**Exercise goal**
Reproduce the data below exactly. Skip the pictures.

**Source data**

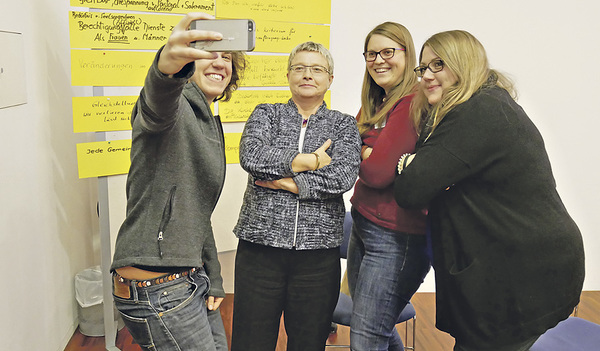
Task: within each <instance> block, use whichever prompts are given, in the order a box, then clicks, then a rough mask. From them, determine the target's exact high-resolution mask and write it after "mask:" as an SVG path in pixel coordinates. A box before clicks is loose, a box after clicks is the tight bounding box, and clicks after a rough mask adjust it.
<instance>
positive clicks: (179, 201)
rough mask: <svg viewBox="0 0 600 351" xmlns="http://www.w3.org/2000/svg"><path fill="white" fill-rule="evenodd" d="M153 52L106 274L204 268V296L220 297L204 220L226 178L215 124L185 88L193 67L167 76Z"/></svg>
mask: <svg viewBox="0 0 600 351" xmlns="http://www.w3.org/2000/svg"><path fill="white" fill-rule="evenodd" d="M159 55H160V52H159V54H157V56H156V59H155V61H154V64H153V65H152V67H151V68H150V71H149V72H148V76H147V77H146V81H145V83H144V88H143V89H142V92H141V93H140V97H139V99H138V101H137V103H136V105H135V107H134V109H133V113H132V115H131V121H132V126H133V137H132V147H131V167H130V170H129V175H128V177H127V216H126V218H125V221H124V222H123V224H122V226H121V228H120V230H119V234H118V236H117V241H116V247H115V254H114V258H113V263H112V269H116V268H119V267H124V266H145V268H146V269H149V268H148V267H179V268H178V269H180V268H181V267H199V266H202V265H204V268H205V270H206V272H207V274H208V277H209V279H210V283H211V288H210V291H209V295H211V296H217V297H224V296H225V292H224V290H223V279H222V278H221V267H220V264H219V261H218V257H217V249H216V246H215V240H214V236H213V231H212V226H211V222H210V217H211V214H212V211H213V209H214V207H215V205H216V203H217V200H218V198H219V195H220V194H221V190H222V188H223V183H224V181H225V151H224V141H223V130H222V127H221V122H220V121H219V119H218V117H214V116H213V115H212V112H211V110H210V103H209V102H208V101H206V98H205V96H204V94H203V93H202V91H201V90H200V88H199V87H198V85H196V83H188V79H189V78H190V77H191V76H192V75H193V73H194V64H193V63H190V64H188V65H187V66H185V67H184V68H183V69H182V71H181V72H179V73H178V74H176V75H175V76H174V77H169V76H166V75H164V74H162V73H161V72H160V71H159V70H158V68H157V60H158V57H159ZM161 233H162V235H161ZM167 269H168V268H167ZM154 270H155V271H163V270H164V268H157V269H154Z"/></svg>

**Solution**
Task: within each <instance> block, use whichever prompts are given, in the order a box, then clicks, then a rough mask. From them, determine the target's exact high-resolution mask and write it after "mask:" as an SVG path in pixel coordinates. A box before clicks is loose, a box after clicks is the tight bounding box, and clicks after a rough mask adjust it.
<instance>
positive clicks: (179, 201)
rough mask: <svg viewBox="0 0 600 351" xmlns="http://www.w3.org/2000/svg"><path fill="white" fill-rule="evenodd" d="M153 52L106 274L204 268V296L220 297L204 220L226 178L215 124L185 88L193 67L167 76Z"/></svg>
mask: <svg viewBox="0 0 600 351" xmlns="http://www.w3.org/2000/svg"><path fill="white" fill-rule="evenodd" d="M159 55H160V52H159V54H157V56H156V59H155V61H154V64H153V65H152V67H151V68H150V71H149V72H148V76H147V77H146V81H145V83H144V88H143V89H142V92H141V93H140V97H139V99H138V101H137V103H136V105H135V107H134V109H133V113H132V115H131V121H132V126H133V137H132V147H131V167H130V170H129V175H128V177H127V216H126V218H125V221H124V222H123V224H122V226H121V228H120V230H119V234H118V236H117V241H116V247H115V254H114V258H113V263H112V269H116V268H119V267H124V266H145V268H146V269H149V268H148V267H179V268H178V269H180V268H181V267H199V266H202V265H204V268H205V270H206V272H207V274H208V277H209V279H210V283H211V288H210V291H209V295H211V296H217V297H224V296H225V292H224V290H223V279H222V278H221V267H220V264H219V261H218V257H217V249H216V246H215V240H214V236H213V231H212V226H211V222H210V217H211V214H212V211H213V209H214V207H215V205H216V203H217V200H218V198H219V195H220V194H221V190H222V188H223V183H224V181H225V151H224V141H223V130H222V127H221V122H220V121H219V119H218V117H214V116H213V115H212V112H211V110H210V103H209V102H208V101H206V98H205V96H204V94H203V93H202V91H201V90H200V88H199V87H198V85H196V83H188V79H189V78H190V77H191V76H192V75H193V73H194V64H193V63H190V64H188V65H187V66H185V67H184V68H183V69H182V71H181V72H179V73H178V74H176V75H175V76H174V77H169V76H166V75H164V74H162V73H161V72H160V71H159V70H158V68H157V60H158V57H159ZM161 233H162V235H161ZM167 269H168V268H167ZM154 270H155V271H163V270H164V268H157V269H154Z"/></svg>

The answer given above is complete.